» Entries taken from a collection
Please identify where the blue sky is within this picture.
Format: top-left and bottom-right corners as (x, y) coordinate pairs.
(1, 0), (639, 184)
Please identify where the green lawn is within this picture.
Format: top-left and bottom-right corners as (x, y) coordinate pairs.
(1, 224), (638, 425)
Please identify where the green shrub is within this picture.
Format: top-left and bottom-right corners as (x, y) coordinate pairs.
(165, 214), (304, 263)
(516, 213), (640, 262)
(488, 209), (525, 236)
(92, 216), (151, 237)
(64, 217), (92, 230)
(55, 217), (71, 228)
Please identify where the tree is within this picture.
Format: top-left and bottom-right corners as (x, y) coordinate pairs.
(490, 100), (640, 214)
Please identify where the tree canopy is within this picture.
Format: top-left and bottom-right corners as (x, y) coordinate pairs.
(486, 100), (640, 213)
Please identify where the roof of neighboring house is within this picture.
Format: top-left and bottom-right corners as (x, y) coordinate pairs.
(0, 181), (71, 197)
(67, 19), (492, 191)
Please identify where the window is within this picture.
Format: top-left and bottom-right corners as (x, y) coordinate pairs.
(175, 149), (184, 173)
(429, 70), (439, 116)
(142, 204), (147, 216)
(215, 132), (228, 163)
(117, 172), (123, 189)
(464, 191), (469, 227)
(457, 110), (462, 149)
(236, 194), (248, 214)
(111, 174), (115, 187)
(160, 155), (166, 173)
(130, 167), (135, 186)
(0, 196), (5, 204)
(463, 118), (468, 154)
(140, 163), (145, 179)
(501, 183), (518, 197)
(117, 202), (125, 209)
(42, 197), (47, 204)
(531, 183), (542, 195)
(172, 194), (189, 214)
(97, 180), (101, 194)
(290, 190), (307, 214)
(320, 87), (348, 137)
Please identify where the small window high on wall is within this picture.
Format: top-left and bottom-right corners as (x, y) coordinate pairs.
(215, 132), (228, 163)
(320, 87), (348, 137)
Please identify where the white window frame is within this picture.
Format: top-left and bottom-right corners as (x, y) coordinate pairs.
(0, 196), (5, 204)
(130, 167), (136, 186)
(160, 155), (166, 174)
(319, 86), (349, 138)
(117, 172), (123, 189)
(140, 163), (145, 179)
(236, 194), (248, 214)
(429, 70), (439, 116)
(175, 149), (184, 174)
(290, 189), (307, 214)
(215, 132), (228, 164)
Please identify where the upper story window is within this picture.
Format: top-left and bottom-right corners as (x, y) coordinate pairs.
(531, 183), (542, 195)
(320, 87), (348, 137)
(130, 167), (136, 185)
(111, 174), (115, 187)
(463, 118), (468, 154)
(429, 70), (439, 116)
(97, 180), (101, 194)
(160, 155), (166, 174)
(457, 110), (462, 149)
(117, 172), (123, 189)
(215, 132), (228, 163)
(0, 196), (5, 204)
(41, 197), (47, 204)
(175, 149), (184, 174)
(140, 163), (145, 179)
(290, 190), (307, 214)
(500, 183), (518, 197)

» Problem to work on
What lines above contain the string "tree"? Copy all of them.

» Expected answer
Please identify where the tree is within this picture.
Please identify where the tree canopy is within this picture.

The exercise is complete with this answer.